* _Doe dit_
Geef de regels tussen de regel met "of the pebble" en de regel met "Target: pebble beach", allebei meegerekend, woord voor woord opnieuw.

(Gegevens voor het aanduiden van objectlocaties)
..........

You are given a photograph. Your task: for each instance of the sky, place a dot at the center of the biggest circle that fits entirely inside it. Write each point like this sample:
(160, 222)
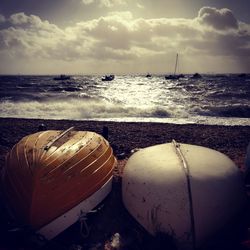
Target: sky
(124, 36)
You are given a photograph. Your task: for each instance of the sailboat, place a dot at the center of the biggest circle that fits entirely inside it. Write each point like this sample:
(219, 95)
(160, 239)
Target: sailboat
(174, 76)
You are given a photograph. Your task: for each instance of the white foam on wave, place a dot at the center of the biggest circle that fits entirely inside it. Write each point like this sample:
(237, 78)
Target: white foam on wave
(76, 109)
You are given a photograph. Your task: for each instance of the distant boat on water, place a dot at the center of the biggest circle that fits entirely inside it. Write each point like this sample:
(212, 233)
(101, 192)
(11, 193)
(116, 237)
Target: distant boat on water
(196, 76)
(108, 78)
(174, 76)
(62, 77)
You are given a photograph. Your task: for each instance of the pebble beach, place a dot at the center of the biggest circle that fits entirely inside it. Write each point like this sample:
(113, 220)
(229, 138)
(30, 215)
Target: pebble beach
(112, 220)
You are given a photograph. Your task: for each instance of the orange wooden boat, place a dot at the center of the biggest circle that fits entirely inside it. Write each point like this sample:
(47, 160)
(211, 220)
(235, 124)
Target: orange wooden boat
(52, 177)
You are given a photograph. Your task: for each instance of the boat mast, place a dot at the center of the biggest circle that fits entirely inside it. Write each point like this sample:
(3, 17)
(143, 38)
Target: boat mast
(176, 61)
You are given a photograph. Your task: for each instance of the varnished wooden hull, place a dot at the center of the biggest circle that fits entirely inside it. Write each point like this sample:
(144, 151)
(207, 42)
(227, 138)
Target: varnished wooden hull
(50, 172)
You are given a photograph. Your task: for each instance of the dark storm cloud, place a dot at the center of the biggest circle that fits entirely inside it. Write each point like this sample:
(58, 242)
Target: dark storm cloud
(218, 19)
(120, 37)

..........

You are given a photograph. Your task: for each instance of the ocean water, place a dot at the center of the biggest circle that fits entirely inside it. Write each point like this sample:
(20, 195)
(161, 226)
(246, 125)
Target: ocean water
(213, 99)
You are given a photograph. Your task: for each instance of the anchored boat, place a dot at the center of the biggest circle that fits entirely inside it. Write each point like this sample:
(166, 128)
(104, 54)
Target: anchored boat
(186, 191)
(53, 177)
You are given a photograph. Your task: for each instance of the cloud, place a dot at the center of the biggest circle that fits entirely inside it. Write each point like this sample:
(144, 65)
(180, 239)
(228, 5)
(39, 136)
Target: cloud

..........

* _Antwoord_
You are given a photograph. Your task: for each instance of the pebble beach, place a dot at the center of the biggest circle that fits entirely inside it. Write each point like this sample:
(113, 220)
(229, 138)
(30, 215)
Target: pebble beach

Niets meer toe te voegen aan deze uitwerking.